Page excerpt:
I was wondering if, in the code below, matrix is just a reference to the data on pointer or is it a copy of that data. It seems to me that it is a reference, but I just want to make sure that I am right.
void foo(void *pointer) {
uint8_t (*matrix)[5][5][5][5] = (uint8_t(*)[5][5][5][5])pointer;
}
The code is invalid. You may not initialize an array with a pointer. It seems there is a typo and the function should look like
void foo(void *pointer) {
uint8_t ( *matrix )[5][5][5][5] = (uint8_t(*)[5][5][5][5])pointer;
// some other code
}
That is the pointer of the type void * is interpreted like a pointer to an array of the type uint8_t[5][5][5][5].
In fact in C you may just write
void foo(void *pointer) {
uint8_t ( *matrix )[5][5][5][5] = pointer;
// some other code
}
Here is a demonstrative program (that does nothing useful) that shows using such a construction.

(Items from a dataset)
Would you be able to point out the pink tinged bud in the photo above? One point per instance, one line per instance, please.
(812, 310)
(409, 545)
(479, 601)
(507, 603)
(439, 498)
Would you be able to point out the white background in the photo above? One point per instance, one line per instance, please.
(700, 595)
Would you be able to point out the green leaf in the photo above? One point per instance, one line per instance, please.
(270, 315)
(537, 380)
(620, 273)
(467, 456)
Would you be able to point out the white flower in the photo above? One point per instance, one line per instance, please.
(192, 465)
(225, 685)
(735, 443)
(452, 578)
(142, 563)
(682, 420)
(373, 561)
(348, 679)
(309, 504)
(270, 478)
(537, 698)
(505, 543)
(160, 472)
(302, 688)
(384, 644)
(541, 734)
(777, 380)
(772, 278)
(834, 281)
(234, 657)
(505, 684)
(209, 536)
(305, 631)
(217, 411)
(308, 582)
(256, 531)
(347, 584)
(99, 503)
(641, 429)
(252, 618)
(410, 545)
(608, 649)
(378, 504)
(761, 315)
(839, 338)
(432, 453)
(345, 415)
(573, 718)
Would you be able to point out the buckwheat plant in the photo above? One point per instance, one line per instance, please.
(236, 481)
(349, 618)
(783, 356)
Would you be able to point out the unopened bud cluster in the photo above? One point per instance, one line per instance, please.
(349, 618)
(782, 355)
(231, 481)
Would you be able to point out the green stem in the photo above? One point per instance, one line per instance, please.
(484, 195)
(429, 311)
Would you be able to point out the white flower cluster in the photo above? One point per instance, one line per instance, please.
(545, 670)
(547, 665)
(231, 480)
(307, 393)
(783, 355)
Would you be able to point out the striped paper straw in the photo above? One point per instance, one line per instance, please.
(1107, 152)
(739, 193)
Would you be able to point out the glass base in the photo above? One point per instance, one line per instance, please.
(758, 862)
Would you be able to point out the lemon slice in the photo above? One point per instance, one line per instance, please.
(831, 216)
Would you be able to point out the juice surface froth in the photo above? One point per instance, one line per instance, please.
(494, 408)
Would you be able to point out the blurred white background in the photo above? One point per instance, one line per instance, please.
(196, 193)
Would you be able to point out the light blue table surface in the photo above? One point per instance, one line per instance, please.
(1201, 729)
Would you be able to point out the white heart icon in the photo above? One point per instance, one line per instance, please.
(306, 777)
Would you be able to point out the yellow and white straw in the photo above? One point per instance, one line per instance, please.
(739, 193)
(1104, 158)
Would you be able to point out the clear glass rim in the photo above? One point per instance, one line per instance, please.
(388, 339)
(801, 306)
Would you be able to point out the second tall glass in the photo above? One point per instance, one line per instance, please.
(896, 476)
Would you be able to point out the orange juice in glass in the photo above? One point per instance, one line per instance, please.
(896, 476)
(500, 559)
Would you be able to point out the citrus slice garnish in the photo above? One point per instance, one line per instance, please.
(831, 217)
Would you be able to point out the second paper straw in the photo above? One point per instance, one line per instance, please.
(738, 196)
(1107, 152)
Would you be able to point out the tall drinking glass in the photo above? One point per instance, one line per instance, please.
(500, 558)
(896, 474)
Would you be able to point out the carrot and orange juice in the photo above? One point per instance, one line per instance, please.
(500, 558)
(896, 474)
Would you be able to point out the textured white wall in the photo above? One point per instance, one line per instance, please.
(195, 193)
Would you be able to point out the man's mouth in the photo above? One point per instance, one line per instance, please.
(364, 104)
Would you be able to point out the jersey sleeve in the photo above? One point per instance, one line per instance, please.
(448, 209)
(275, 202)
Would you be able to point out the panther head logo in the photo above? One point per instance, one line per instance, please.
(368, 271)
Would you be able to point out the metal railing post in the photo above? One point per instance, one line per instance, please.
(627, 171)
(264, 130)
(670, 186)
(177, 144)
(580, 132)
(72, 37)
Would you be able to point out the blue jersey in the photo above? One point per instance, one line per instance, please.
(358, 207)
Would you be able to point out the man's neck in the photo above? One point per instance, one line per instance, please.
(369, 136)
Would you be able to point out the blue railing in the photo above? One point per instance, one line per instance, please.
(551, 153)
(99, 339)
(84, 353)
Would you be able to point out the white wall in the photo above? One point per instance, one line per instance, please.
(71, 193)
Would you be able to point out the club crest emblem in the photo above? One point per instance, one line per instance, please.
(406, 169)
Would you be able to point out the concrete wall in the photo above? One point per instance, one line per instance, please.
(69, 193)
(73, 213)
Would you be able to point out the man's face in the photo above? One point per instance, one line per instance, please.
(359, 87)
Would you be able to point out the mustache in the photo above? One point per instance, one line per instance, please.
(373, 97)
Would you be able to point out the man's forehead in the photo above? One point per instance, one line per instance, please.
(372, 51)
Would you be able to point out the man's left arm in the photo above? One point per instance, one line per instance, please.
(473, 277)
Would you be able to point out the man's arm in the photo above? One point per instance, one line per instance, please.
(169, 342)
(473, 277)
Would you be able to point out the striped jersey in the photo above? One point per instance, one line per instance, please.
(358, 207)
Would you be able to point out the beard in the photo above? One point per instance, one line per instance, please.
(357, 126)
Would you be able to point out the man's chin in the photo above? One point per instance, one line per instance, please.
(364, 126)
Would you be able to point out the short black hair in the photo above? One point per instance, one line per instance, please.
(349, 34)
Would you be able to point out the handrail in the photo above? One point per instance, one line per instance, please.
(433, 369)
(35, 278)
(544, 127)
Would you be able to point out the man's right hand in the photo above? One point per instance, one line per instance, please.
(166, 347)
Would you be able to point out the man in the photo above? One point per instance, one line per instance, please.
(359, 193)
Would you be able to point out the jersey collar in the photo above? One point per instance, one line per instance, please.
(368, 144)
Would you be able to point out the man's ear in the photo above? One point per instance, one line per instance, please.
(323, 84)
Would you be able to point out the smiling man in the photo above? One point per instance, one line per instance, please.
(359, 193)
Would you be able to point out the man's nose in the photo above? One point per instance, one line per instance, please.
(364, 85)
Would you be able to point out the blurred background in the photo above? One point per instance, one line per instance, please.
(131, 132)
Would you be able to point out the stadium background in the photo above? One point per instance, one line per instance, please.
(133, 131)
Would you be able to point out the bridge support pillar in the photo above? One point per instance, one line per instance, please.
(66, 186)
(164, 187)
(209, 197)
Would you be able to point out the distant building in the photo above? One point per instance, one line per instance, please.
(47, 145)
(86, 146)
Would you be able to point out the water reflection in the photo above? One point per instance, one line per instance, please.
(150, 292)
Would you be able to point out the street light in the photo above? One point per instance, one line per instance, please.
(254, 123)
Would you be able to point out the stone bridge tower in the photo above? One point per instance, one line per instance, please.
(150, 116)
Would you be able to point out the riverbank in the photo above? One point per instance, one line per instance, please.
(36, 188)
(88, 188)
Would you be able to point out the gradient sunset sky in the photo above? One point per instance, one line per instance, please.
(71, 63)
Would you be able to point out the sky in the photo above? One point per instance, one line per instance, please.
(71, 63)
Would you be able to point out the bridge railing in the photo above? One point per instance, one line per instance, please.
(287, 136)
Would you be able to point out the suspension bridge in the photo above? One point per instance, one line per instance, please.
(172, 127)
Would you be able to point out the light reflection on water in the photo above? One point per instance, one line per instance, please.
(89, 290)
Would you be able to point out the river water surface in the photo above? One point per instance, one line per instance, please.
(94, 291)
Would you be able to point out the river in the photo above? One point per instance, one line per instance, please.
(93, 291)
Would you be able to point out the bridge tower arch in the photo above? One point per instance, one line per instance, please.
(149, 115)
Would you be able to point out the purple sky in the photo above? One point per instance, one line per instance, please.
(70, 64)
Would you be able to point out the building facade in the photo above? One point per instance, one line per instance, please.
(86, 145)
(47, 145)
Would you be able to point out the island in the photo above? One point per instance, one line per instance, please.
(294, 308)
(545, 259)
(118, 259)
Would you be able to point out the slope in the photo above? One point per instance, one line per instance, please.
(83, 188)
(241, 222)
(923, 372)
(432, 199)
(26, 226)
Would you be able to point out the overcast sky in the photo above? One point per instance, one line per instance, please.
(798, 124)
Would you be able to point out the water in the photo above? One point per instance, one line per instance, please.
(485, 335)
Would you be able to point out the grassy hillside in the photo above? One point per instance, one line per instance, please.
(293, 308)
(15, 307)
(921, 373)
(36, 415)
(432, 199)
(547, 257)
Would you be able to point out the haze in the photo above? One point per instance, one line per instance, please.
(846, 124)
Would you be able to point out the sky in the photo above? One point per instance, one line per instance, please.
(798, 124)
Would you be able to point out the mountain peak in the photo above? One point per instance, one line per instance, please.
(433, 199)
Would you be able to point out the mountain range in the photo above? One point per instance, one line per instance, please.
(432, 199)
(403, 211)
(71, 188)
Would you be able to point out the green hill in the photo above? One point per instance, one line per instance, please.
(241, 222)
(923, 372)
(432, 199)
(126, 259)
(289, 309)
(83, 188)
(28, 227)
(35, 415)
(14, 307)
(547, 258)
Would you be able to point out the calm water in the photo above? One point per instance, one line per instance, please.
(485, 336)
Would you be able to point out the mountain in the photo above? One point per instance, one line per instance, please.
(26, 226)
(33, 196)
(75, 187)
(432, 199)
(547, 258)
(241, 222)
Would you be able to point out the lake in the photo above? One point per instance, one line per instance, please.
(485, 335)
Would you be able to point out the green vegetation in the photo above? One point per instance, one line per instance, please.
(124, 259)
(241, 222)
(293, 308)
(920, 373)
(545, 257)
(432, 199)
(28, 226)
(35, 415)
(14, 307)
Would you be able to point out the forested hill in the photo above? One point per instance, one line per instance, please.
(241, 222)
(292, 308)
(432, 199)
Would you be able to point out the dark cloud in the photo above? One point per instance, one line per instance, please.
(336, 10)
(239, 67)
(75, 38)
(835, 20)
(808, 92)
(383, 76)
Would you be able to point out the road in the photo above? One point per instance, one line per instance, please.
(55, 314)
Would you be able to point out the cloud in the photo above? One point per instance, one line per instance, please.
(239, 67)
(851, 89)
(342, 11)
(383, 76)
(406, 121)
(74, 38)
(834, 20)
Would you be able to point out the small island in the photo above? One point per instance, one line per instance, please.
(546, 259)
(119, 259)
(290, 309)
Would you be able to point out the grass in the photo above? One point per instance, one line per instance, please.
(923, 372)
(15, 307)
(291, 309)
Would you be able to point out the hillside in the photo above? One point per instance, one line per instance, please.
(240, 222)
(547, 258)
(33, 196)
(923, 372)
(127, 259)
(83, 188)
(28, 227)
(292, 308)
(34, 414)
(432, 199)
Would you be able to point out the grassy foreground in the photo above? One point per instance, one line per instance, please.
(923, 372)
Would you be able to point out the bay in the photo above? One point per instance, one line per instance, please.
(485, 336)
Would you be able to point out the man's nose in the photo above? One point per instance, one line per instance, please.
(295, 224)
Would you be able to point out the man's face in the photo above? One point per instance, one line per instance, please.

Given request A:
Answer these questions from the C pointer thread:
(i) According to the reply, what may you not initialize an array with?
(ii) The pointer of type void * is interpreted as a pointer to an array of what type?
(iii) How does the reply describe how useful the demonstrative program is?
Given request B:
Shorten the paragraph of the C pointer thread that begins "I was wondering if", keeping its main points.
Given request C:
Carry on the C pointer thread from its last sentence.

Exercise answer A:
(i) A pointer.
(ii) uint8_t[5][5][5][5].
(iii) It does nothing useful.

Exercise answer B:
The poster asks whether matrix in the code is only a reference to the data at pointer or a copy of it. The poster believes it is a reference and wants confirmation.

Exercise answer C:
#include <stdio.h>
#include <stdint.h>
#include <string.h>
#define N 5
void foo( void *pointer )
{
uint8_t ( *matrix )[N][N][N][N] = pointer;
for ( size_t i = 0; i < N; i++ )
{
for ( size_t j = 0; j < N; j++ )
{
for ( size_t k = 0; k < N; k++ )
{
for ( size_t l = 0; l < N; l++ )
{
( *matrix )[i][j][k][l] = N * ( i + j + k ) + l;
}
}
}
}
}
int main(void)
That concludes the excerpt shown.